Wpis z mikrobloga

Kiedyś sobie jechałem na deskorolce w parku. 50m ode mnie szła starsza pani z ewidentnie za dużym psem jak na jej wiek i gabaryty - ot taki amstafopodobny napakowany byczek. Pies chyba myślał, że chce chyba zrobić tej pani krzywdę, bo szybko zbliżałem się w ich stronę. Nagle byk na mnie ruszył, babcia nie zdążyła go utrzymać, tak ją pociągnął, że ostatecznie się wywróciła i dobiegł do mnie #!$%@?, w ostatniej sekundzie wyciągnąłem w jego stronę swoją deskorolkę i być może dzięki temu teraz jeszcze żyję xD Byk zatrzymał swoje zęby na desce, przegryzł papier do drewna i na samą myśl o tym #!$%@? się na miętowo, mimo że minęło od tego momentu 5 lat. Zniechecilem się i do psów i do deskorolki xD Uważam, że każdy duży pies powinien mieć kaganiec na ryju i właścicieli którzy puszczają takie psy samopas w parkach powinno się karać mandatsmi.

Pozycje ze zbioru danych
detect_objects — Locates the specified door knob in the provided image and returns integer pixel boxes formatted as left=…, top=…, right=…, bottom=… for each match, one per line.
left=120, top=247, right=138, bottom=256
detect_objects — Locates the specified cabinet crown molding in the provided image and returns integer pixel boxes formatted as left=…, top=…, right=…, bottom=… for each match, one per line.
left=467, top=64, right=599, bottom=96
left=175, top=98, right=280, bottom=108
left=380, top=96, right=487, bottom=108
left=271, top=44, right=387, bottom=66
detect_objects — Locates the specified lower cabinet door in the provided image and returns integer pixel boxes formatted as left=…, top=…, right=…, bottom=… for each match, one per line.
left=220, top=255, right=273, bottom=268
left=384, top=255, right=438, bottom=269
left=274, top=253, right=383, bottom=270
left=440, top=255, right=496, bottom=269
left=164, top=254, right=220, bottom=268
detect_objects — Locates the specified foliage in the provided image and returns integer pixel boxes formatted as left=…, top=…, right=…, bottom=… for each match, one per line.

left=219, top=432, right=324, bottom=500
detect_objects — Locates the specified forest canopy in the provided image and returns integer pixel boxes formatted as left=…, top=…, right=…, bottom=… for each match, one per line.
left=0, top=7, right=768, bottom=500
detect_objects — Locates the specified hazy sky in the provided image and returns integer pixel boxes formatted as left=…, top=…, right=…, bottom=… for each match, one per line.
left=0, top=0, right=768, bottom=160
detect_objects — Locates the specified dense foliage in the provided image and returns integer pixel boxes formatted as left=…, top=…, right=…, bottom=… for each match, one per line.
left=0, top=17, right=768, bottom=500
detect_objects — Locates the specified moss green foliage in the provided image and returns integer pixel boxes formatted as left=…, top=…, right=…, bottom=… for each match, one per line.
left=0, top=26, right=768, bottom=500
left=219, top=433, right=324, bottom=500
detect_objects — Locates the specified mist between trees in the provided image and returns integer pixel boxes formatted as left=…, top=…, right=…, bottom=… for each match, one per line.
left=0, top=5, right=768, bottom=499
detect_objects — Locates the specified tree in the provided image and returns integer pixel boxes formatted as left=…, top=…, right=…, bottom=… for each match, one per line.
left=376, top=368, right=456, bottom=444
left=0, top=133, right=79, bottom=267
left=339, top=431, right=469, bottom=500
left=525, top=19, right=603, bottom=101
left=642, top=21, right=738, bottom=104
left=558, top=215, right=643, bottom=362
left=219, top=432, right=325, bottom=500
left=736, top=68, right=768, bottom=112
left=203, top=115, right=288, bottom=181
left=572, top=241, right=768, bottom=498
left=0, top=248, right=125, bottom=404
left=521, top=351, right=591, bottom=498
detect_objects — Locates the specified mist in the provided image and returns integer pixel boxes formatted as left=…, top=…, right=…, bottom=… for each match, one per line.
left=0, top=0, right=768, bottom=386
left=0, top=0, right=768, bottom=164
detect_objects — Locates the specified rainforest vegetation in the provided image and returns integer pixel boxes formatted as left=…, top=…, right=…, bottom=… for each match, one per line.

■ Zadania:
1. Czy stwierdzenia (a), (b) i (c) zgadzają się z wpisem z mikrobloga? Przy każdym odpowiedz tak lub nie i przytocz rozstrzygające słowa wpisu. (a) Zdarzenie rozegrało się na ulicy. (b) Pies zatrzymał zęby na desce. (c) Od zdarzenia minęły trzy lata.
2. W jakiej odległości od piszącego szła starsza pani z psem według wpisu z mikrobloga?

■ Rozwiązania zadań:
1.
(a) Nie: „Kiedyś sobie jechałem na deskorolce w parku.”
(b) Tak: „Byk zatrzymał swoje zęby na desce”.
(c) Nie: „minęło od tego momentu 5 lat”.

2. 50 m.